§ **Exercise**
Could you reproduce every one of the entries below verbatim, changing nothing?

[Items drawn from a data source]
----

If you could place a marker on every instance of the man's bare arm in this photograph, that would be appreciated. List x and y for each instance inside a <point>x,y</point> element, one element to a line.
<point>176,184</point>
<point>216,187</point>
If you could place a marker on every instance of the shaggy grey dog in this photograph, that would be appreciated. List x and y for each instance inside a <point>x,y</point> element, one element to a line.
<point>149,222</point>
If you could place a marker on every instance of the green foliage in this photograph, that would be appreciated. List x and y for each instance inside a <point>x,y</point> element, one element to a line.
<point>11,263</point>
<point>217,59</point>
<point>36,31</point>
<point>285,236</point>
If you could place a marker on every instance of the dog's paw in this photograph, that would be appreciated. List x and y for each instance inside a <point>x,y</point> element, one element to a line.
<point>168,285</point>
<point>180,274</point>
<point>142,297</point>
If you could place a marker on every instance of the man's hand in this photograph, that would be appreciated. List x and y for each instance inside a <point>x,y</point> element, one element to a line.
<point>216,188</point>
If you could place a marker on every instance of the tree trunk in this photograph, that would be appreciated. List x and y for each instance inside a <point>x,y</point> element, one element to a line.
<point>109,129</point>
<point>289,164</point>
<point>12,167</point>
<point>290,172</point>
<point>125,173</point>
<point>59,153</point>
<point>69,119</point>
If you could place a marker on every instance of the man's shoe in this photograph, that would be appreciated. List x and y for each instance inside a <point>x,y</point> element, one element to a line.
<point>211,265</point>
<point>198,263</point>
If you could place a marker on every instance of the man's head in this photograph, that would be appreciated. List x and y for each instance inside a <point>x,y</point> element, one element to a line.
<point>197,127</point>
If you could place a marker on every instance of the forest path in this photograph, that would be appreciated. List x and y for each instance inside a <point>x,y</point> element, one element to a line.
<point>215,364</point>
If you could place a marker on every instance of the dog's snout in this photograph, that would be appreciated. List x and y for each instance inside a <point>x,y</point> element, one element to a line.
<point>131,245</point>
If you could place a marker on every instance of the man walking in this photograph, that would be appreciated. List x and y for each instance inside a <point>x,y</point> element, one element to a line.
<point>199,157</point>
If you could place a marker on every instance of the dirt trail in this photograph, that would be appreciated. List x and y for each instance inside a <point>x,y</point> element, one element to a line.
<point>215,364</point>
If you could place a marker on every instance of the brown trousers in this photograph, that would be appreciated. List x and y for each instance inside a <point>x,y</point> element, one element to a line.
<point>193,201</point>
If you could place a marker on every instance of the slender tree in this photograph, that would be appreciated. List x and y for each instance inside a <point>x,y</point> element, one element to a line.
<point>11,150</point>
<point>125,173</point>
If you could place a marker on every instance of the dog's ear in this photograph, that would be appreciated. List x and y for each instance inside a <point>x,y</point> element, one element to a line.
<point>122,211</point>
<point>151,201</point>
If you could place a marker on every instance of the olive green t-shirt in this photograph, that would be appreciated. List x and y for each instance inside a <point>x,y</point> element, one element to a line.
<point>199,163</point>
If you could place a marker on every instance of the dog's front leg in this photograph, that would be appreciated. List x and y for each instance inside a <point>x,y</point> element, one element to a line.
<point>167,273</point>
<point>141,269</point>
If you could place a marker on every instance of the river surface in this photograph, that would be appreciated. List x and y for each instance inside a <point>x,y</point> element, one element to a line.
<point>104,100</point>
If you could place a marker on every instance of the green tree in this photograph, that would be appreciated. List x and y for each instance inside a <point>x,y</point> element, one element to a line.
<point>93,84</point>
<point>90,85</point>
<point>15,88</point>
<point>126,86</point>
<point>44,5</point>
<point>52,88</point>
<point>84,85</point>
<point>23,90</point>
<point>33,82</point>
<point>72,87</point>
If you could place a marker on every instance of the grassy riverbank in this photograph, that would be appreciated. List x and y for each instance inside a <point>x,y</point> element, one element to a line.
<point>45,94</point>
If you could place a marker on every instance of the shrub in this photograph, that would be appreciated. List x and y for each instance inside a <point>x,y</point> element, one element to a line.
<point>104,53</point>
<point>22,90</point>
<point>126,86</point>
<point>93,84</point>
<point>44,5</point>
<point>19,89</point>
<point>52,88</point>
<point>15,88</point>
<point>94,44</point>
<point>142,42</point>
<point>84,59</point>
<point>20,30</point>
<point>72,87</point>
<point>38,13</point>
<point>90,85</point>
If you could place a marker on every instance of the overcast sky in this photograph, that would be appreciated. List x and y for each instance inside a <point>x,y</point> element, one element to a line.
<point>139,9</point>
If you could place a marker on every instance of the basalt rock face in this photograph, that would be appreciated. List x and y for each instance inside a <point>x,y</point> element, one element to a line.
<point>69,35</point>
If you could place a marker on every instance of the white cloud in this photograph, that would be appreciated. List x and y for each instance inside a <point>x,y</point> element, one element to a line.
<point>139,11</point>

----

§ **Solution to this exercise**
If you could place a marker on every instance of the man's bare arm in this photograph, that would be appreciated. List x and y for each instance inside a <point>x,y</point> element, one element to a line.
<point>176,184</point>
<point>216,187</point>
If you could place a marker on every instance of the shaggy grey dog in this photograph, that would be appreciated. List x and y for each instance inside a <point>x,y</point> element, one element to a line.
<point>149,222</point>
If you could place a marker on every instance of the green foliage in this photograph, that would be appreciated. List x and y for each instance inside a <point>x,y</point> element, one element to a line.
<point>11,263</point>
<point>217,59</point>
<point>36,31</point>
<point>285,236</point>
If you could place a marker on every instance of the dog's paw in this photograph, that would be appreciated. List x and y for each instance inside a <point>x,y</point> element, one element to a line.
<point>168,285</point>
<point>180,274</point>
<point>142,297</point>
If you could place a marker on every instance of the man's hand in this photograph, that would be appreciated. List x and y for each instance inside a <point>x,y</point> element, one element to a line.
<point>216,188</point>
If you could place a marker on every instance of the tree trunk in this photograph, that would be appreciated. List x and y for each instance inside a <point>x,y</point> element, one element to a line.
<point>109,129</point>
<point>289,164</point>
<point>12,167</point>
<point>290,172</point>
<point>125,173</point>
<point>59,153</point>
<point>69,119</point>
If you could place a marker on every instance of the man's shoe in this photograph, that would be appreciated. List x and y for each instance inside a <point>x,y</point> element, one element to a line.
<point>211,265</point>
<point>198,263</point>
If you could place a marker on every instance of the man's head in this photograph, that would be appreciated. List x and y for each instance inside a <point>x,y</point> element, one element to a line.
<point>197,127</point>
If you could place a marker on every instance of the forest path in this photograph, that would be appreciated. List x and y for each instance inside a <point>x,y</point> element, one element to a line.
<point>215,364</point>
If you could place a marker on every instance of the dog's snout in this photograph, that would be appreciated. List x and y for each instance inside a <point>x,y</point> element, one element to a line.
<point>131,245</point>
If you could place a marker on every instance of the man walking in this photograph, that would be appreciated. List x and y for each instance inside a <point>x,y</point> element, one element to a line.
<point>199,157</point>
If you could place a marker on every instance of the dirt trail in this photograph, that would be appreciated. List x and y for each instance inside a <point>x,y</point> element, one element to a line.
<point>215,364</point>
If you could place a marker on every instance of the brown trousers in this photograph, that would be appreciated. List x and y for each instance inside a <point>x,y</point> element, one element to a line.
<point>193,201</point>
If you could place a marker on every instance of the slender tree in this photograph, that would be appreciated. List x and y for each instance inside a <point>x,y</point> element, one element to a line.
<point>11,150</point>
<point>125,173</point>
If you could place a marker on every instance of the dog's ear in this photograph, that would be appreciated. List x and y for each instance inside a <point>x,y</point> element, one element to a line.
<point>122,211</point>
<point>151,201</point>
If you could place a marker on every instance of the olive green t-shirt in this photograph, that would be appreciated. List x and y for each instance inside a <point>x,y</point> element, one element to a line.
<point>199,163</point>
If you could place a marker on every instance of the dog's front leg in this photograph, that would be appreciated. List x and y for each instance inside a <point>x,y</point> element, one element to a line.
<point>167,273</point>
<point>141,269</point>
If you could place a marker on every instance of the river surface in this photograph, that would be appreciated. List x and y for each instance inside a <point>x,y</point> element, one element to a line.
<point>104,100</point>
If you could place a marker on every instance of the green tree in this photograph, that would be appreciated. List x and y for each instance inside a <point>x,y</point> element, one element to a line.
<point>93,84</point>
<point>90,85</point>
<point>15,88</point>
<point>126,86</point>
<point>44,5</point>
<point>52,88</point>
<point>84,85</point>
<point>23,90</point>
<point>33,82</point>
<point>72,87</point>
If you could place a marker on every instance of the grassy riverbank in this photograph, that would be appreciated. List x and y for each instance inside a <point>x,y</point> element, one element to a line.
<point>45,94</point>
If you could place a marker on every instance of the shrub in this photograph, that would be appreciated. List x and y for each instance inside a <point>x,y</point> element, one element to a line.
<point>104,53</point>
<point>22,90</point>
<point>126,86</point>
<point>93,84</point>
<point>44,5</point>
<point>19,89</point>
<point>52,88</point>
<point>15,88</point>
<point>94,44</point>
<point>142,42</point>
<point>84,59</point>
<point>20,30</point>
<point>72,87</point>
<point>38,13</point>
<point>90,85</point>
If you could place a marker on every instance of the overcast sky in this photograph, that would be appreciated. List x and y for each instance inside a <point>x,y</point> element, one element to a line.
<point>139,9</point>
If you could place a marker on every instance of the basalt rock face in this photograph, that would be appreciated. List x and y for each instance inside a <point>x,y</point> element, one element to a line.
<point>69,35</point>
If you could place a marker on every instance of the white cloud in this photograph, that would be appreciated. List x and y for each instance inside a <point>x,y</point> element, one element to a line.
<point>139,11</point>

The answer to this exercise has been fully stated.